** MATERIAL TO PROCESS follows **

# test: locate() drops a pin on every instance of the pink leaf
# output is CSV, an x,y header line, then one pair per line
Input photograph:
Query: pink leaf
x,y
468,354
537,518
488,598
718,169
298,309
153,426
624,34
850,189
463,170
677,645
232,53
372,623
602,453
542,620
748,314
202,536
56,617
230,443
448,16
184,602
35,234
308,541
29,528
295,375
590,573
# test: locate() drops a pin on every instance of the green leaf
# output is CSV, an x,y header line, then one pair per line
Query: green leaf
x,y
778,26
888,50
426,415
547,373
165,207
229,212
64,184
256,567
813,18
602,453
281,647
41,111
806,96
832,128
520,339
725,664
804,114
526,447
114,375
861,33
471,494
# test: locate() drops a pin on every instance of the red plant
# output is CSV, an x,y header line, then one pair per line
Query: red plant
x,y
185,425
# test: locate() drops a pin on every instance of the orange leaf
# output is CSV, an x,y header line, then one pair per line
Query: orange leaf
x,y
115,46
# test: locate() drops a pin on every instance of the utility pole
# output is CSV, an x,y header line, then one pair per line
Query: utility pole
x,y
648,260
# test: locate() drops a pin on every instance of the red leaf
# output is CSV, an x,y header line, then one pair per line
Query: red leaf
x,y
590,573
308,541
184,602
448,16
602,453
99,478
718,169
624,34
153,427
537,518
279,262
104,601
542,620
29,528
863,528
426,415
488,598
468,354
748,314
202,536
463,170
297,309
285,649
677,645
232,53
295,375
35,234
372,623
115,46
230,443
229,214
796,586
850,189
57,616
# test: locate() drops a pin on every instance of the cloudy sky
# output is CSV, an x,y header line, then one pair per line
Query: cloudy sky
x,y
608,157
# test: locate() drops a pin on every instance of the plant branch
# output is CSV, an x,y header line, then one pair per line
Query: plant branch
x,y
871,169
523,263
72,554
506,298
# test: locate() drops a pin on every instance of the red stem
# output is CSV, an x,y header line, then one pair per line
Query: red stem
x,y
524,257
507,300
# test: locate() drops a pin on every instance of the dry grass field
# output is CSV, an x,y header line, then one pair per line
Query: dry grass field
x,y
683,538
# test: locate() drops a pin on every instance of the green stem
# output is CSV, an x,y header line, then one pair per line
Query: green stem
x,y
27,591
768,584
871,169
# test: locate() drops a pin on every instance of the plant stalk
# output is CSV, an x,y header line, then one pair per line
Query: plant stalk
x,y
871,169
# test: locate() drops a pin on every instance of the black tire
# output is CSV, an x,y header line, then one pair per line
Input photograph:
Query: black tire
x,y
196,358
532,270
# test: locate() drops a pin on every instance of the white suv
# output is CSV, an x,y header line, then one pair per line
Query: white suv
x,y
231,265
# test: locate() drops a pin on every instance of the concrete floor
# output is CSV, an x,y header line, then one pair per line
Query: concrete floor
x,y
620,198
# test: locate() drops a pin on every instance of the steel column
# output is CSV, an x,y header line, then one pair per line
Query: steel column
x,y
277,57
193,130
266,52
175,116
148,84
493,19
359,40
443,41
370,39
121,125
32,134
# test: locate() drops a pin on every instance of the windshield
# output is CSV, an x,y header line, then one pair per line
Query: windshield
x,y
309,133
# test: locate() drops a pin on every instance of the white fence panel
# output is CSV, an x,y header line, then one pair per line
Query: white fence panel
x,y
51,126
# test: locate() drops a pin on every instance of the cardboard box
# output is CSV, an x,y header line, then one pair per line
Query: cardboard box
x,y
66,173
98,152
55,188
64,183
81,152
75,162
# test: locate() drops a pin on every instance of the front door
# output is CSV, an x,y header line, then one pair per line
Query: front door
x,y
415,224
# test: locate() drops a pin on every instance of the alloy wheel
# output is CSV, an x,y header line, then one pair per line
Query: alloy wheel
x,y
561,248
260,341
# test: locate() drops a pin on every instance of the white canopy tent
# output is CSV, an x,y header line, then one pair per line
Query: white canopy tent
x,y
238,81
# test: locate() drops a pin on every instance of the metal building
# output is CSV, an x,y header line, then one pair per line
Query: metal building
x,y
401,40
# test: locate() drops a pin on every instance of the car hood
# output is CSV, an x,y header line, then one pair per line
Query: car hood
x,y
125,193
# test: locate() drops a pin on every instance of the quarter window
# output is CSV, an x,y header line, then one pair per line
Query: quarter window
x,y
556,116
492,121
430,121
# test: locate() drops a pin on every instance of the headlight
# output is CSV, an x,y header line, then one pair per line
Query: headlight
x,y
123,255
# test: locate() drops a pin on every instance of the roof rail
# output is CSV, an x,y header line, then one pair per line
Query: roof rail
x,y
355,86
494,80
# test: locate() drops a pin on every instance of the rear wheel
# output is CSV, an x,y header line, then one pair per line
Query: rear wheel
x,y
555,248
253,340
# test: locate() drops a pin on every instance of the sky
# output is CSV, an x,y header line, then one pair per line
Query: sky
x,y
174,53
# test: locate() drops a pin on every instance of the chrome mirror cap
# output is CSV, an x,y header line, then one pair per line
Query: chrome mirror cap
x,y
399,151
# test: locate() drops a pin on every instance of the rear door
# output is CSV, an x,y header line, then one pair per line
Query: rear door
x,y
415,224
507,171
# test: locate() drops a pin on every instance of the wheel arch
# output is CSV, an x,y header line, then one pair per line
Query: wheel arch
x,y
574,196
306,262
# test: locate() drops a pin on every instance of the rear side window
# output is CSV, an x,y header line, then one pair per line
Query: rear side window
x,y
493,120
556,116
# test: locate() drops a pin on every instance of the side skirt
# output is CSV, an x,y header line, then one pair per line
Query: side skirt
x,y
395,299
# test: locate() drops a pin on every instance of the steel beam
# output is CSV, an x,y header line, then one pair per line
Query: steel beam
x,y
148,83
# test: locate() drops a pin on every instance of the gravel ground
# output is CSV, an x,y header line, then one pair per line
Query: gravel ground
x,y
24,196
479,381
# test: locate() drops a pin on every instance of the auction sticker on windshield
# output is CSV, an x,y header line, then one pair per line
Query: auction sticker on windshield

** End of MATERIAL TO PROCESS **

## WHAT IS BEING ASKED
Look through the listing above and copy each line with the word "auction" in it.

## ANSWER TO THE EXERCISE
# test: locate() drops a pin on every instance of the auction sticker on windshield
Query: auction sticker on windshield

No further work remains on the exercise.